## Source
+++
I fixed some of the most glaring typesetting issues
in http://rubyforge.org/tracker/index.php?func=detail&aid=2709&group_id=627&atid=2472 but there are many
more. “(c)” cannot be converted properly into the copyright symbol, for instance, because “c” is considered
a potential cross-reference.
There are other serious issues with the markup engine. The cross-referencing engine is built so that each potential
cross-reference is matched against the same regular expression twice, once within the markup engine and once with
RDoc::MarkUp::ToHtmlCrossref. This is inefficient and inelegant. Instead, each type of cross-reference should have
its own callback. This also easily would accommodate different processing for each type of cross-reference. For instance,
the current cross-reference callback assumes that words consisting of all lowercase letters cannot be cross-references,
which prevents some Fortran 95 classes from being cross-referenced properly. The logic instead only should prevent
method names of all lowercase letters from being made into cross-references.
The code in the markup engine also needs refactoring. The special markup, for instance, is set through instance methods
but stored in class constants, which makes for very confusing usage (you add special markup to one instance without
realizing that it effects all instances; I ran into this while creating unit tests). Also, there is a lot of code
duplication in lib/rdoc/markup (the convert_special method, for instance, is defined identically in to_html.rb, to_latex.rb,
and to_flow.rb).
|
+++
## Given records

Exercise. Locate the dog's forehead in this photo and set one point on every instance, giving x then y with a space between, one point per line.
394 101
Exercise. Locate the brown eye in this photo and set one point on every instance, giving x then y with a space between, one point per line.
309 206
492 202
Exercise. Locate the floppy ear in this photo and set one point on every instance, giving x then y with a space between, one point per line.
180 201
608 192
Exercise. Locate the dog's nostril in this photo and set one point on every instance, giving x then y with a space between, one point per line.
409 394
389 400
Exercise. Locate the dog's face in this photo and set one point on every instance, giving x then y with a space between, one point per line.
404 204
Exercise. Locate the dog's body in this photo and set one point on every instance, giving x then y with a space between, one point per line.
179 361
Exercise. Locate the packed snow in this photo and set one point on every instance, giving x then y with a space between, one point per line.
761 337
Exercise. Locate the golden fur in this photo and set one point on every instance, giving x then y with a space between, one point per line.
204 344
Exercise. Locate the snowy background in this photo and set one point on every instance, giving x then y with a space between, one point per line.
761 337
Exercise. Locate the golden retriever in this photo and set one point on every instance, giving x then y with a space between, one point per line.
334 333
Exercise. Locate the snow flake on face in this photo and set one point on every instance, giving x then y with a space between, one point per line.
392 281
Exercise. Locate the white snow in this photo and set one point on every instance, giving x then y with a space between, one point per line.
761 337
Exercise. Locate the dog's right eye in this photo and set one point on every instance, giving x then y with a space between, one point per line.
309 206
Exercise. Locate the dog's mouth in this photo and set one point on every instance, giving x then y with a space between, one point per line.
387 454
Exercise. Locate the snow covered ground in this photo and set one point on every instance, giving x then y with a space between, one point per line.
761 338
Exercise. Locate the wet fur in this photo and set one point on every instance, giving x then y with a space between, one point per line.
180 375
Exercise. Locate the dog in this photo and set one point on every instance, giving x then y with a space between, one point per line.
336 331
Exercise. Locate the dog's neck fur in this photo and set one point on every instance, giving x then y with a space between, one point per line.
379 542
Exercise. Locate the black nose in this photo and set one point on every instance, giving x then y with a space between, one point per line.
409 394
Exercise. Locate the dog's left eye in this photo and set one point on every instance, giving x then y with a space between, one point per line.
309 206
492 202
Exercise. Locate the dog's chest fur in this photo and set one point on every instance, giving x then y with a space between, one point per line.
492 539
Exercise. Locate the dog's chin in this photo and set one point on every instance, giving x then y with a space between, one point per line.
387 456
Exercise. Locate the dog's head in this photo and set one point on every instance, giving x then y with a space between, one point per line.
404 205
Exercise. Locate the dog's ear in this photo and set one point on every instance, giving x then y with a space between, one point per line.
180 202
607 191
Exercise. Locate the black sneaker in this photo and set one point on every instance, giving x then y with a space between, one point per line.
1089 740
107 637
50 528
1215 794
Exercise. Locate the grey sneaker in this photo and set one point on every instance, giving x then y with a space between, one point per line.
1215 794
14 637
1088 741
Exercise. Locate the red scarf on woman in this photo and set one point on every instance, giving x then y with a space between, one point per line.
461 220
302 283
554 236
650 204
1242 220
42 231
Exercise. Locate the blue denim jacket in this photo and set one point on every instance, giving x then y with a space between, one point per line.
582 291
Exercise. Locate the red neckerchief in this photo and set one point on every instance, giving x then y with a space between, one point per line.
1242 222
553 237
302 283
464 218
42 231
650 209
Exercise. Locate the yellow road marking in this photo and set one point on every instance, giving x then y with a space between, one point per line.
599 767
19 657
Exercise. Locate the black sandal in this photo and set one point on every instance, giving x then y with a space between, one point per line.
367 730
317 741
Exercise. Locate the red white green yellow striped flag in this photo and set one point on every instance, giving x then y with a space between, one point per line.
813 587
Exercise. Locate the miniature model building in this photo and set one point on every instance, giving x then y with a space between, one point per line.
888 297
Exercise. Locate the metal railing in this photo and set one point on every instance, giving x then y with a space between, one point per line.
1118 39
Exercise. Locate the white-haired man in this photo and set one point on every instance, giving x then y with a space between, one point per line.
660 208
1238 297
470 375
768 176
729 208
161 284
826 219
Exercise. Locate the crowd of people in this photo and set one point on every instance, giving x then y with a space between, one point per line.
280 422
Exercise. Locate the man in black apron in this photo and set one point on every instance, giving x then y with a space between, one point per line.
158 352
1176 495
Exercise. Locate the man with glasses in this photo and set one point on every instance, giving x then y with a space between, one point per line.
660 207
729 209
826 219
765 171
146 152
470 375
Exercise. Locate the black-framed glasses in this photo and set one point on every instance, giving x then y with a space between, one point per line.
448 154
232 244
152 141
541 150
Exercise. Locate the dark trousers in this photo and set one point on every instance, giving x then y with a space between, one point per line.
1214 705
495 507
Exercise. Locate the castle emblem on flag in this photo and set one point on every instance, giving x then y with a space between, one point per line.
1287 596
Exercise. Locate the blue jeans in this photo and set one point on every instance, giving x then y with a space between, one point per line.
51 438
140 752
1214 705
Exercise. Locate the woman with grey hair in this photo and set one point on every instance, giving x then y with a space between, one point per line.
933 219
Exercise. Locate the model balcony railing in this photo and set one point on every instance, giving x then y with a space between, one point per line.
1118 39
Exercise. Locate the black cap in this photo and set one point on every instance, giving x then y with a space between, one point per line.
+++
## Problems to work on
(a) Transcribe the stretch of the RDoc markup text from "The code in" through "and to_flow.rb).".
(b) List every file name ending in ".rb" that the RDoc markup text mentions.
The records have no connection to the RDoc markup text.

## Responses
(a)
The code in the markup engine also needs refactoring. The special markup, for instance, is set through instance methods
but stored in class constants, which makes for very confusing usage (you add special markup to one instance without
realizing that it effects all instances; I ran into this while creating unit tests). Also, there is a lot of code
duplication in lib/rdoc/markup (the convert_special method, for instance, is defined identically in to_html.rb, to_latex.rb,
and to_flow.rb).

(b) to_html.rb, to_latex.rb, to_flow.rb